BEGIN

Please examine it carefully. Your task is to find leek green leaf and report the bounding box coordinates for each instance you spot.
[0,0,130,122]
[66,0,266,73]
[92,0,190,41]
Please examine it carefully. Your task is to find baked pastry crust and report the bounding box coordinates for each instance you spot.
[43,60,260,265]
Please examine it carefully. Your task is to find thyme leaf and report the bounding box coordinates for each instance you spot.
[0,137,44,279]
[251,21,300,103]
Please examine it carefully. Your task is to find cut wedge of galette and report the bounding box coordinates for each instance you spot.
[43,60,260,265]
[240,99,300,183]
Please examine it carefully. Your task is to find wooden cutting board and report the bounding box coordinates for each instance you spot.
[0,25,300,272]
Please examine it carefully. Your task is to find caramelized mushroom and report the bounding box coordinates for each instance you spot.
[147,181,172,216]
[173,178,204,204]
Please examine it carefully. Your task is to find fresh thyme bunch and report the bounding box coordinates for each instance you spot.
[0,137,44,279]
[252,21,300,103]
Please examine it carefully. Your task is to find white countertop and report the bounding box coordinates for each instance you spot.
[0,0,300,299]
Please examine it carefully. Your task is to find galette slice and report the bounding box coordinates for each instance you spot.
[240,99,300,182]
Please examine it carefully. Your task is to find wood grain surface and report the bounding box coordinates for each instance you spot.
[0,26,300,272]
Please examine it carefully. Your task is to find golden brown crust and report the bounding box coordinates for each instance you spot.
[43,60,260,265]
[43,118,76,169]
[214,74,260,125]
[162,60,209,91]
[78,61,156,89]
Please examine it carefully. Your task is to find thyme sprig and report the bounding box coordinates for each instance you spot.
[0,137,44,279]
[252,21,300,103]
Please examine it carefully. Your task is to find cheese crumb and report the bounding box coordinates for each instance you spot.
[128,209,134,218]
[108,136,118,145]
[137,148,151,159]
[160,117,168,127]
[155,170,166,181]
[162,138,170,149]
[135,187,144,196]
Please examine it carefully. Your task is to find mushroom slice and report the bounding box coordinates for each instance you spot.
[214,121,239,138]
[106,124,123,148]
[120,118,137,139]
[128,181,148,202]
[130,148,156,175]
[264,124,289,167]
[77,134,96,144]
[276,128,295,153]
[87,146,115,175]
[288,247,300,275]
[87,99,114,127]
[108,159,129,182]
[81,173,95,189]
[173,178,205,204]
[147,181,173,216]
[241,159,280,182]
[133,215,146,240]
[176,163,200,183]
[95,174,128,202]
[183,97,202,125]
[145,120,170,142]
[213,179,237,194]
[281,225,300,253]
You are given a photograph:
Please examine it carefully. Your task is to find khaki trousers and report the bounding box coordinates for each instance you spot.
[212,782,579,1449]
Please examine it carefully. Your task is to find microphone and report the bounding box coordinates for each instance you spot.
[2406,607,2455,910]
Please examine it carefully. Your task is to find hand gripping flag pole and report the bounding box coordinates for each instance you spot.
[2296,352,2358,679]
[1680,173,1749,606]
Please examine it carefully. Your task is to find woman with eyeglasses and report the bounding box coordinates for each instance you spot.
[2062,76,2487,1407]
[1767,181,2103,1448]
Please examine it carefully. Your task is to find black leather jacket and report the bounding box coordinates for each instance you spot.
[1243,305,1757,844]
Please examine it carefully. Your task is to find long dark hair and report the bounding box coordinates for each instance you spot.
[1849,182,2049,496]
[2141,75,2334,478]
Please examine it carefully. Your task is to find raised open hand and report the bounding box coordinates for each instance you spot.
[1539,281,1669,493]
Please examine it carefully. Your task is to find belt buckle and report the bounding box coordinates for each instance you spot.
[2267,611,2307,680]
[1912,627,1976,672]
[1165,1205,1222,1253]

END

:: Activity ::
Print from the line containing "Please examine it carefully. Your task is to find belt" to the last line above, exactly as written.

:: Answer ::
Please examine it carefully. Your task is to find belt buckle and report the bounding box coordinates for each instance you spot.
[2267,611,2307,680]
[1912,627,1976,672]
[1165,1205,1222,1253]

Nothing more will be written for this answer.